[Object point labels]
==*==

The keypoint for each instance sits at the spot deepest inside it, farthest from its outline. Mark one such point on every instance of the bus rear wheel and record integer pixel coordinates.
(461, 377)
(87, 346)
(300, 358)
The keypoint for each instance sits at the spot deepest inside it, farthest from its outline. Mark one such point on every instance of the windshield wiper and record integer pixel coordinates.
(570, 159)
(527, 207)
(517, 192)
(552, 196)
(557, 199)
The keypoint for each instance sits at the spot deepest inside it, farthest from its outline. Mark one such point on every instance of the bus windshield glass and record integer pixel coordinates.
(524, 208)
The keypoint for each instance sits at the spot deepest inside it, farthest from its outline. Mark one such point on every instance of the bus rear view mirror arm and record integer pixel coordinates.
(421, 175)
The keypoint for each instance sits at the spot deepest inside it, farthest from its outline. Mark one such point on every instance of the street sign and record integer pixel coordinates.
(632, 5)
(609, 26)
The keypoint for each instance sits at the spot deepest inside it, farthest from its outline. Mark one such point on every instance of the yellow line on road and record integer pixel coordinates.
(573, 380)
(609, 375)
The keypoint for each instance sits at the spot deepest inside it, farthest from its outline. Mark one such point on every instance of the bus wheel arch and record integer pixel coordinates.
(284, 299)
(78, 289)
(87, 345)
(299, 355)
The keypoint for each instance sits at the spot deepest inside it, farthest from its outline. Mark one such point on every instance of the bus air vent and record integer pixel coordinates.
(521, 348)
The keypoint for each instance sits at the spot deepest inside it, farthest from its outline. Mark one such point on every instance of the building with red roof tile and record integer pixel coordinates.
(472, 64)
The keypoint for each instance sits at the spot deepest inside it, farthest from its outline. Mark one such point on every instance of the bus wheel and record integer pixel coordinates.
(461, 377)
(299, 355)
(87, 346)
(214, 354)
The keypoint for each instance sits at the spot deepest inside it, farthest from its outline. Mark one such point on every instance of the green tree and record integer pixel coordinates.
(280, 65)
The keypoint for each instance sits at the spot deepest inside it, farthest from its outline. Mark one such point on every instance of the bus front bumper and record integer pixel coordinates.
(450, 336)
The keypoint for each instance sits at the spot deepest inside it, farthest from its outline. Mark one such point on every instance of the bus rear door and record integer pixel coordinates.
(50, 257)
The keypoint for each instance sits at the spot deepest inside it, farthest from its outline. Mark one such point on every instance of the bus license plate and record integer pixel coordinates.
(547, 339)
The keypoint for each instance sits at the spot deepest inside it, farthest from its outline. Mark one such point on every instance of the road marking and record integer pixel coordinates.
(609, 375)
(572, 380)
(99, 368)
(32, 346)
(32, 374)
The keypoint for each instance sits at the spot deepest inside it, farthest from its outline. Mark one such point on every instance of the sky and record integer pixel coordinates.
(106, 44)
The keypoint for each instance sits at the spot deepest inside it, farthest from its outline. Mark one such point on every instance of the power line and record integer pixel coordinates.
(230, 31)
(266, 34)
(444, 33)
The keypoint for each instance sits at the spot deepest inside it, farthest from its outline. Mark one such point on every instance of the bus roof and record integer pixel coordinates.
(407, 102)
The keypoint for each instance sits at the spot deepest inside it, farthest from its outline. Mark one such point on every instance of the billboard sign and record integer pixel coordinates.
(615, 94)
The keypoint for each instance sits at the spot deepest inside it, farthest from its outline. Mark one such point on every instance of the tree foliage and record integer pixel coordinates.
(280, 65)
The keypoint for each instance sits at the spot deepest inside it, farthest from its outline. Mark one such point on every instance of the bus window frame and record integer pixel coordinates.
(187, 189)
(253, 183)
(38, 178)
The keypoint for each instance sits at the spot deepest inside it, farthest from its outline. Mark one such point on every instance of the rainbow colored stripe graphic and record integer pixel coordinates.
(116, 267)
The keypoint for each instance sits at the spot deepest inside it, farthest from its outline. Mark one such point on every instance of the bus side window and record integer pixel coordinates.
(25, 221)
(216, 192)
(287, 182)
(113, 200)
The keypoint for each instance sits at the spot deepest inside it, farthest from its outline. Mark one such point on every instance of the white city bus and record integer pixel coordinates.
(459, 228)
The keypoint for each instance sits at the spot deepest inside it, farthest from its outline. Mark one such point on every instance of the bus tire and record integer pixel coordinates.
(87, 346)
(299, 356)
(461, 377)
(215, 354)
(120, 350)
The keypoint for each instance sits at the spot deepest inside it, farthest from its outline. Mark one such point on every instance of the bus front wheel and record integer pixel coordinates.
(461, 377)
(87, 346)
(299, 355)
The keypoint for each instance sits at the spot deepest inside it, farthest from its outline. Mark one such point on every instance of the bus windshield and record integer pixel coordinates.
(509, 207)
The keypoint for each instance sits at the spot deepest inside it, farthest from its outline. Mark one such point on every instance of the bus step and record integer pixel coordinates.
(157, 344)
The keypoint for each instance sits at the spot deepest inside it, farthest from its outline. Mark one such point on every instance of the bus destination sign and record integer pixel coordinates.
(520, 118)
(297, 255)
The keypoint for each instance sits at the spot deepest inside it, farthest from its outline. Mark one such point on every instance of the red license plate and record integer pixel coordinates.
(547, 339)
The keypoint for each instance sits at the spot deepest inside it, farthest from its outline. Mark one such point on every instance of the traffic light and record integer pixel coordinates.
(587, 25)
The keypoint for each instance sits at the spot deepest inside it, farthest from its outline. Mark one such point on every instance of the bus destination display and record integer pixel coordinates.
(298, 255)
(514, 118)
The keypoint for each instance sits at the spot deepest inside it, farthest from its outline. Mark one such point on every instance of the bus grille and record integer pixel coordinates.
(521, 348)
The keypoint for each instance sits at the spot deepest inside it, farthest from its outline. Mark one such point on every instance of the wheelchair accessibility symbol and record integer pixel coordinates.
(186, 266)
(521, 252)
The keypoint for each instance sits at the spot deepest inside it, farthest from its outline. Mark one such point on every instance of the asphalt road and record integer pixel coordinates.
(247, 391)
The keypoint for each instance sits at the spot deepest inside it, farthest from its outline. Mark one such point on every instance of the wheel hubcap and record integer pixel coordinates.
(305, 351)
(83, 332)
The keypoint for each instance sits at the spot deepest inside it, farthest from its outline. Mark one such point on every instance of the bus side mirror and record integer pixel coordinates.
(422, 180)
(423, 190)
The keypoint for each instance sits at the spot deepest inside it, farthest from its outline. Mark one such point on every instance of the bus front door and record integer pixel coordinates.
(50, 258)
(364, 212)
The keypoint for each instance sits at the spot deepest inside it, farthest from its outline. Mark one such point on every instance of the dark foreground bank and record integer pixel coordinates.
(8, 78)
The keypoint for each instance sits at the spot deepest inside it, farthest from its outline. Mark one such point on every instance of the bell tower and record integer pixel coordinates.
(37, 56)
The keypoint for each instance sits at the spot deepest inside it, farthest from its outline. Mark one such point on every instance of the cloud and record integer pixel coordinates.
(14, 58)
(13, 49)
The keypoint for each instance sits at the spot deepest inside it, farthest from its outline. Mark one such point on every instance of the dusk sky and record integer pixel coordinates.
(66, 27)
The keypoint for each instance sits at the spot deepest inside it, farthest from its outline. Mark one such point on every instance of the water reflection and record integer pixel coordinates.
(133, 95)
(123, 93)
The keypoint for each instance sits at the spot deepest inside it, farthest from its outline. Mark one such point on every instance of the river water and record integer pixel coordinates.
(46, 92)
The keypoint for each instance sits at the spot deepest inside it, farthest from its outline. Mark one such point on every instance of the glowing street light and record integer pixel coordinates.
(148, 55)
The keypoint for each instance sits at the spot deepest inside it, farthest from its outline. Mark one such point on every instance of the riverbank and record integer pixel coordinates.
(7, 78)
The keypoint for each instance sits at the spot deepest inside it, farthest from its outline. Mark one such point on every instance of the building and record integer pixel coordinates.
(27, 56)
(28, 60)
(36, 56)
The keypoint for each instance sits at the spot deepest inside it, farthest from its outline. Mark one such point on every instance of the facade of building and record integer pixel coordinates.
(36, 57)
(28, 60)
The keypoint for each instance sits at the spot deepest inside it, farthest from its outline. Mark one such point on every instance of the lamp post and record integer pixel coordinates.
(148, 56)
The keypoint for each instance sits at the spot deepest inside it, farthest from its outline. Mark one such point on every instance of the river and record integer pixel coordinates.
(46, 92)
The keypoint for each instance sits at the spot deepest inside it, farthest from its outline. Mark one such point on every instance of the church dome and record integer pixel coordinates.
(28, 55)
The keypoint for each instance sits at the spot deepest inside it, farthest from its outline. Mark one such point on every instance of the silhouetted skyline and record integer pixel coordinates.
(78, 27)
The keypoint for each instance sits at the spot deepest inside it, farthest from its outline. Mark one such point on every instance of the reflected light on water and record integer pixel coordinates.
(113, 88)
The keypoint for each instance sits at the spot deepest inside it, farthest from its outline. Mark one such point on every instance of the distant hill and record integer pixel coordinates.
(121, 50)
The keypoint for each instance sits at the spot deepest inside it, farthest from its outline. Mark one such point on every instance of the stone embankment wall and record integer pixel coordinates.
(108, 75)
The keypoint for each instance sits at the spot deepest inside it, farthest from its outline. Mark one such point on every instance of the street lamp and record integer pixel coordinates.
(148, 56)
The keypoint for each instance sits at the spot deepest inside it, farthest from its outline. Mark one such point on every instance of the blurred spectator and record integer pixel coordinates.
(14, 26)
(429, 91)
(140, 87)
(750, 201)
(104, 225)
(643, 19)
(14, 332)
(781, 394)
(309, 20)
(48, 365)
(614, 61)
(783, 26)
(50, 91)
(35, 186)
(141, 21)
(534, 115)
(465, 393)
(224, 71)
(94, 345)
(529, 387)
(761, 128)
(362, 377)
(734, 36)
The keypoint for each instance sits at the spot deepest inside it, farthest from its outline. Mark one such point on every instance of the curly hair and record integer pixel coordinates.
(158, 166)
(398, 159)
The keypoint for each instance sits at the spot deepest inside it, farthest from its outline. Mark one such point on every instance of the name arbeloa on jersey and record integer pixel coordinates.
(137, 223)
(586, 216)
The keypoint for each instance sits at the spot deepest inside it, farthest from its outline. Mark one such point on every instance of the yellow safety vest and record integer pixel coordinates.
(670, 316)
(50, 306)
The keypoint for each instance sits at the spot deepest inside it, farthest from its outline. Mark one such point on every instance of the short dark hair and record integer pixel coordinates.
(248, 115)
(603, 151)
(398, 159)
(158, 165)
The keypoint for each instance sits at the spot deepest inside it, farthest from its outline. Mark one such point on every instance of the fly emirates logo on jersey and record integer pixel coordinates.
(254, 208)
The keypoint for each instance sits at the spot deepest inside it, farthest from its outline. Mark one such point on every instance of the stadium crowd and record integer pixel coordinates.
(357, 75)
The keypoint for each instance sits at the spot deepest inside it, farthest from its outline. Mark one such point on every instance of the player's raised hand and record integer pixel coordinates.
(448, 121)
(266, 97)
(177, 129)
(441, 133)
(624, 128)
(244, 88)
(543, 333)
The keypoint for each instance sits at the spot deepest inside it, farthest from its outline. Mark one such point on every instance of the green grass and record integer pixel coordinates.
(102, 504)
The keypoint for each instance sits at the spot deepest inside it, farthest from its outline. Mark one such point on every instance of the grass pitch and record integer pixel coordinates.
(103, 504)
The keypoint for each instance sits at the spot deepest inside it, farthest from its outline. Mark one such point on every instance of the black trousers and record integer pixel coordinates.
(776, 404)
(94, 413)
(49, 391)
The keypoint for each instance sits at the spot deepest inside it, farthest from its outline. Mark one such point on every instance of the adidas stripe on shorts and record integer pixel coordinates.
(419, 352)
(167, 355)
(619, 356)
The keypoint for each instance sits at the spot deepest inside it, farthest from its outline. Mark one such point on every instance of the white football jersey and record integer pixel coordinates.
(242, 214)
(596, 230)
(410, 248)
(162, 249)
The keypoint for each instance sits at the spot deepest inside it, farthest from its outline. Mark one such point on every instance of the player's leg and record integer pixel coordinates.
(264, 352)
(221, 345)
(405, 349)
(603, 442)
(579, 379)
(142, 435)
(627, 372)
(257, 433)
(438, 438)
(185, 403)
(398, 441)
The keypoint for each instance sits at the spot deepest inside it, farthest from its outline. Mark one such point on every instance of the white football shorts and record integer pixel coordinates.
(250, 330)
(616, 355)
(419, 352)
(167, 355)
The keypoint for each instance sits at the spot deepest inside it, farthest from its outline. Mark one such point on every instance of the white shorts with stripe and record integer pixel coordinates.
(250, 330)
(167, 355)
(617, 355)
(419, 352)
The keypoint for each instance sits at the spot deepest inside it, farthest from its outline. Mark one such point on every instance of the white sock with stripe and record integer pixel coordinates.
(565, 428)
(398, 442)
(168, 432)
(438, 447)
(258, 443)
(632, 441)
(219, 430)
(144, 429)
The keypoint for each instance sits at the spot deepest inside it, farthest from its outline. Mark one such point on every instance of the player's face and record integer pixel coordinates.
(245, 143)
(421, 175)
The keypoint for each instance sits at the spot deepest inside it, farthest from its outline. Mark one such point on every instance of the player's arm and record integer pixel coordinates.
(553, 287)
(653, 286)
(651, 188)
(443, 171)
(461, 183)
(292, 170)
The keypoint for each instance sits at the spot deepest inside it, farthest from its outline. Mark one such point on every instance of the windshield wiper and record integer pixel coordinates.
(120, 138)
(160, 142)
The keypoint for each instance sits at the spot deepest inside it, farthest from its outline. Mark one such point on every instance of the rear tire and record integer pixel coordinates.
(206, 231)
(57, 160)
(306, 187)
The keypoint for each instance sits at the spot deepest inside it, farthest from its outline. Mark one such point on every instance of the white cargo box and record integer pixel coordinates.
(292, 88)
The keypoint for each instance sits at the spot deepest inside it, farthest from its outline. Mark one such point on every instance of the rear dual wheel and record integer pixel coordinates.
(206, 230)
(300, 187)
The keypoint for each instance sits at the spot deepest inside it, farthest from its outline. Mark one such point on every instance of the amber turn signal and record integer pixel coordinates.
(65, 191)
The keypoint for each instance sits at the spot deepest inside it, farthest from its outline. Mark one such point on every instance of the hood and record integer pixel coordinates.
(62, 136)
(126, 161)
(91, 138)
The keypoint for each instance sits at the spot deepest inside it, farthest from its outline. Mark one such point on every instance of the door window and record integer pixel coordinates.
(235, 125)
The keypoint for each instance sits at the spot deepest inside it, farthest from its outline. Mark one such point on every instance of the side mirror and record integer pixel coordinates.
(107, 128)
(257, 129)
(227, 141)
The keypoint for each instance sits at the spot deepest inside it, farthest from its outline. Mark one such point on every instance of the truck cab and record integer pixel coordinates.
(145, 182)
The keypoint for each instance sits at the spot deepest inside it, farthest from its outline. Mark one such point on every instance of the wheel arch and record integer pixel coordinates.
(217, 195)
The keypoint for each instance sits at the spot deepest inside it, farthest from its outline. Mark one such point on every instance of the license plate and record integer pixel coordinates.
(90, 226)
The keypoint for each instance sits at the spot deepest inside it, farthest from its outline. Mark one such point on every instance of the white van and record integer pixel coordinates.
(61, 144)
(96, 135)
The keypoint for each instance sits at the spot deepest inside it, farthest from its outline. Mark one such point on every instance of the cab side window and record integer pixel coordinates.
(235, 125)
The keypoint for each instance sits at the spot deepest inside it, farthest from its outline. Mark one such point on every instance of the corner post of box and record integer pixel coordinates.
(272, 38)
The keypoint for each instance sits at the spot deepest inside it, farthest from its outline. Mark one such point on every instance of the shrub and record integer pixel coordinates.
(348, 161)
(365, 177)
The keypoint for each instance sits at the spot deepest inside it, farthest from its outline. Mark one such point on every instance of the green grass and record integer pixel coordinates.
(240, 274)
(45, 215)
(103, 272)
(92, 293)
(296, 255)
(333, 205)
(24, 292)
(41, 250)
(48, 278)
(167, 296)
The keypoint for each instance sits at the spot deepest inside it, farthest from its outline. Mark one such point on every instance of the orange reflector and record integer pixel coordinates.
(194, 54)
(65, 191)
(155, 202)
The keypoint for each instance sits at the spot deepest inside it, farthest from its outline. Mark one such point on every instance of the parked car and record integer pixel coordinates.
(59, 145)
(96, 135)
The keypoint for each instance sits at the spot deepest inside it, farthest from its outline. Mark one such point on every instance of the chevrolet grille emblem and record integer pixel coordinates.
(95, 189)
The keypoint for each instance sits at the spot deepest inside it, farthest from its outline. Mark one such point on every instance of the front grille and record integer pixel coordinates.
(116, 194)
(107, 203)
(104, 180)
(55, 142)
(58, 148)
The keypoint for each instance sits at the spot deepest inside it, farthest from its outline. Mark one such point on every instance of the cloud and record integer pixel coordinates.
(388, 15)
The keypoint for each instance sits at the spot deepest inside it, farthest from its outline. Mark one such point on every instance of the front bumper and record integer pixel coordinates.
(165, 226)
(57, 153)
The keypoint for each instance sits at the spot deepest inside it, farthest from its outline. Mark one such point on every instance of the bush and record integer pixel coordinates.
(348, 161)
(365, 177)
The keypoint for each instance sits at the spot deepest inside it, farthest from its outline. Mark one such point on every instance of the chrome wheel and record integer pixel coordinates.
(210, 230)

==*==

Keep only the lines from the one containing "shrub and record integer pixel coordinates." to the end of the entries, and repeat them exactly.

* [Full solution]:
The keypoint for each instance sits at the spot deepest inside it, farthest from its outline. Mark one such point on every instance of the shrub and record integer pixel coordinates.
(348, 161)
(365, 177)
The keypoint for each instance sits at the spot deepest inside it, farthest from its outline. Mark one such point on every instance of the green grass and record integer pixel coordinates.
(240, 274)
(45, 215)
(103, 272)
(92, 293)
(296, 255)
(333, 205)
(24, 292)
(41, 250)
(48, 278)
(167, 296)
The keypoint for each instance sits at the spot deepest inside it, farthest from its outline. Mark one such point on every instance of the orange reflector and record integer pixel coordinates.
(194, 54)
(65, 191)
(155, 202)
The keypoint for each instance sits at the spot deepest inside it, farthest from its outline. Mark one such point on every instance of the parked car and record integer pixel coordinates.
(59, 145)
(96, 135)
The keypoint for each instance sits at the spot deepest inside it, farthest from its outline. Mark one such point on every instance of the chevrolet grille emblem and record integer pixel coordinates.
(95, 189)
The keypoint for each instance sits at the spot deepest inside it, farthest from its outline. Mark one such point on every instance of the front grille and record integer pixel coordinates.
(116, 194)
(107, 203)
(104, 180)
(55, 142)
(58, 148)
The keypoint for each instance sits at the spot deepest inside it, farthest from its outline. Mark one such point on every instance of the cloud and record integer pixel coordinates.
(388, 15)
The keypoint for each instance sits at the spot deepest inside it, farthest from its outline. Mark one such point on every instance of the front bumper and record integer pixel coordinates.
(165, 226)
(57, 153)
The keypoint for each instance sits at the spot deepest inside it, farthest from its outline. Mark one such point on every instance of the bush and record integer pixel coordinates.
(348, 161)
(365, 177)
The keypoint for each instance sits at the spot deepest inside it, farthest from its outline. Mark one such point on every instance of the chrome wheel and record integer pixel coordinates.
(210, 230)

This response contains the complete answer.